### WHAT IS BEING ASKED:
Copy every item below word for word, changing nothing.

--- Start of EXTRACTED MATERIAL ---

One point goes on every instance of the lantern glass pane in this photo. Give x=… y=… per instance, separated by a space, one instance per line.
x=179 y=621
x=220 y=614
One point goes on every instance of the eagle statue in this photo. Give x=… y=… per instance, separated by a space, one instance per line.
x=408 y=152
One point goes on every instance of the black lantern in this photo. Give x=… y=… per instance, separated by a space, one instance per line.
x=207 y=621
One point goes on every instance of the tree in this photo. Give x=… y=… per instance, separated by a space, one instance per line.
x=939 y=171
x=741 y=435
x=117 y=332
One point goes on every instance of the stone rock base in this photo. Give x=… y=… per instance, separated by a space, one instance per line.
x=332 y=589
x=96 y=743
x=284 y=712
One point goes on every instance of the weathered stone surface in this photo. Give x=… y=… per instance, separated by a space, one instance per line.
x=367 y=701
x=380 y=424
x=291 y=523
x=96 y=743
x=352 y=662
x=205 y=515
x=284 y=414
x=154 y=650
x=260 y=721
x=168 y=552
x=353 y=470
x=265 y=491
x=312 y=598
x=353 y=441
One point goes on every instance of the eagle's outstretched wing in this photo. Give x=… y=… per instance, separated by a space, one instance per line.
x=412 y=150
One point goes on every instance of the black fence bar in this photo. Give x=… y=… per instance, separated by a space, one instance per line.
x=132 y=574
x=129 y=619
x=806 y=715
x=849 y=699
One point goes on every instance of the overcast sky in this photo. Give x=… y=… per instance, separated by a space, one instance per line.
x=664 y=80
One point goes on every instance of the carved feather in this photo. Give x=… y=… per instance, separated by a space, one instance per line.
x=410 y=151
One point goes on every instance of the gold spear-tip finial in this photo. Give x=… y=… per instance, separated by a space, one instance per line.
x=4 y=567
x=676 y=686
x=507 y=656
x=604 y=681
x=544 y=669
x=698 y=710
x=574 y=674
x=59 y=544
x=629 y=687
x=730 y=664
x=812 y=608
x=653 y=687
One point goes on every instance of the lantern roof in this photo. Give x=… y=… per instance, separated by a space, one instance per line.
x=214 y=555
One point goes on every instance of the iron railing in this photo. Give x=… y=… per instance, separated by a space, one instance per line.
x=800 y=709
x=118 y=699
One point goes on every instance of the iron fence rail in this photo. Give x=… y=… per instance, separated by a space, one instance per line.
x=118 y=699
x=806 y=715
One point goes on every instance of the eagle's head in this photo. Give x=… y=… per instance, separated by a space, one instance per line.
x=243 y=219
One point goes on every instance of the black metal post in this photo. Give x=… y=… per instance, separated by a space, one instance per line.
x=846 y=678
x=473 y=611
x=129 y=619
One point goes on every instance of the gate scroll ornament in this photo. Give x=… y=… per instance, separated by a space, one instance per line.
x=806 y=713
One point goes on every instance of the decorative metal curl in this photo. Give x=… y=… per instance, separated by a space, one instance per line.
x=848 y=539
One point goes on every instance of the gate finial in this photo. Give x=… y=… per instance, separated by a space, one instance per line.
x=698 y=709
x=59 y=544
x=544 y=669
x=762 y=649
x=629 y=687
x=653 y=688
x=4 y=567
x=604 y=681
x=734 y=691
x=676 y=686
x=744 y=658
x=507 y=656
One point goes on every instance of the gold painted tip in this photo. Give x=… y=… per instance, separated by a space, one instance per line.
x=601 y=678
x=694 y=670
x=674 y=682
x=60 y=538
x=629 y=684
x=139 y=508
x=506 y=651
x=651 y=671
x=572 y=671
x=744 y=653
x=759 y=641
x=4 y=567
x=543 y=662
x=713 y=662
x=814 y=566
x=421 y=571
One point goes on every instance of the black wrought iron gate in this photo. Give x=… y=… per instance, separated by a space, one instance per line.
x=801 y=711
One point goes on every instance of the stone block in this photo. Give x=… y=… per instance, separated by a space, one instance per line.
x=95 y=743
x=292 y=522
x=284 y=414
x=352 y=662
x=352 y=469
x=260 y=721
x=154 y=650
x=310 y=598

--- End of EXTRACTED MATERIAL ---

### REPLY TO THE TASK:
One point goes on every instance of the lantern glass pane in this photo. Give x=… y=… per instance, separated by a space, one instance per line.
x=179 y=621
x=220 y=614
One point goes on every instance of the eagle statue in this photo. Give x=… y=… per instance, separated by a space, one instance per line.
x=408 y=152
One point goes on every instance of the black lantern in this photo. Give x=… y=… per instance, separated by a space, one instance per line.
x=207 y=621
One point goes on every instance of the tree in this photo. Give x=… y=… per instance, separated by a space, one instance per line.
x=939 y=171
x=741 y=435
x=117 y=332
One point goes on every instance of the stone rock base in this photo. Give x=… y=… per instance, separated by a space, one instance per line.
x=332 y=589
x=96 y=743
x=284 y=712
One point goes on every instance of the weathered stone surface in this photo. Give x=… y=… per instance, separated by a space, one instance per line.
x=367 y=701
x=380 y=424
x=291 y=523
x=96 y=743
x=352 y=662
x=205 y=515
x=284 y=414
x=154 y=650
x=260 y=721
x=168 y=552
x=353 y=470
x=265 y=491
x=312 y=598
x=353 y=441
One point goes on every instance of the eagle's outstretched wing in this photo. Give x=… y=… per instance, separated by a space, one instance per line.
x=412 y=150
One point goes on every instance of the black fence bar in this photo. Give x=… y=… per instance, separated by a space, one instance per line.
x=132 y=574
x=129 y=619
x=806 y=715
x=849 y=699
One point goes on every instance of the overcast sky in this photo. Give x=… y=… per instance, separated by a space, one instance per line.
x=664 y=80
One point goes on every instance of the carved feather in this photo. Give x=… y=… per instance, separated by a space, one instance per line.
x=410 y=151
One point goes on every instance of the gold spear-tip finial in this photo. Give x=… y=… per instance, separated by a space, one instance per line.
x=4 y=567
x=676 y=686
x=507 y=656
x=604 y=681
x=544 y=669
x=698 y=710
x=574 y=674
x=59 y=544
x=629 y=687
x=730 y=664
x=812 y=608
x=653 y=687
One point goes on every instance of the lantern roof in this photo. Give x=… y=… per instance, separated by a space, one instance per line.
x=214 y=555
One point goes on every instance of the iron railing in this photo. Give x=… y=… per instance, separated by a space, one instance per line.
x=800 y=709
x=118 y=699
One point goes on every instance of the iron fence rail in this photo. Give x=… y=… per instance, separated by a space, one instance per line.
x=118 y=699
x=806 y=715
One point goes on every instance of the eagle's head in this photo. Give x=… y=… per instance, separated by a space, one instance per line.
x=243 y=219
One point goes on every instance of the black metal post in this photo. Give x=… y=… per instance, separated by a space, one instance per line.
x=846 y=678
x=473 y=611
x=129 y=619
One point goes on every instance of the gate scroll ornament in this photo. Give x=… y=… per instance, separated by a space, one instance per line.
x=806 y=713
One point goes on every instance of the decorative metal curl in this photo. Give x=… y=… per instance, separated by a space, one instance per line.
x=848 y=539
One point goes on every instance of the gate finial in this photo. Give x=… y=… per instance, separated by a space, one instance per line.
x=698 y=709
x=59 y=544
x=544 y=669
x=762 y=649
x=629 y=687
x=653 y=688
x=4 y=567
x=604 y=681
x=734 y=691
x=676 y=686
x=744 y=658
x=507 y=656
One point goes on every instance of the gold painted tip in this photo. Give x=… y=… per instance, separated by a space, one instance per line.
x=601 y=678
x=694 y=670
x=674 y=682
x=60 y=538
x=629 y=684
x=139 y=508
x=506 y=651
x=651 y=671
x=572 y=671
x=744 y=653
x=759 y=641
x=4 y=567
x=543 y=662
x=713 y=662
x=814 y=566
x=421 y=571
One point goes on every instance of the black wrought iron gate in this photo. Give x=… y=… per instance, separated by a space, one instance per line.
x=801 y=711
One point goes on every instance of the stone block in this photo. Give x=… y=… per instance, separated by a space, one instance per line.
x=95 y=743
x=292 y=522
x=284 y=414
x=352 y=662
x=352 y=469
x=260 y=721
x=154 y=650
x=310 y=598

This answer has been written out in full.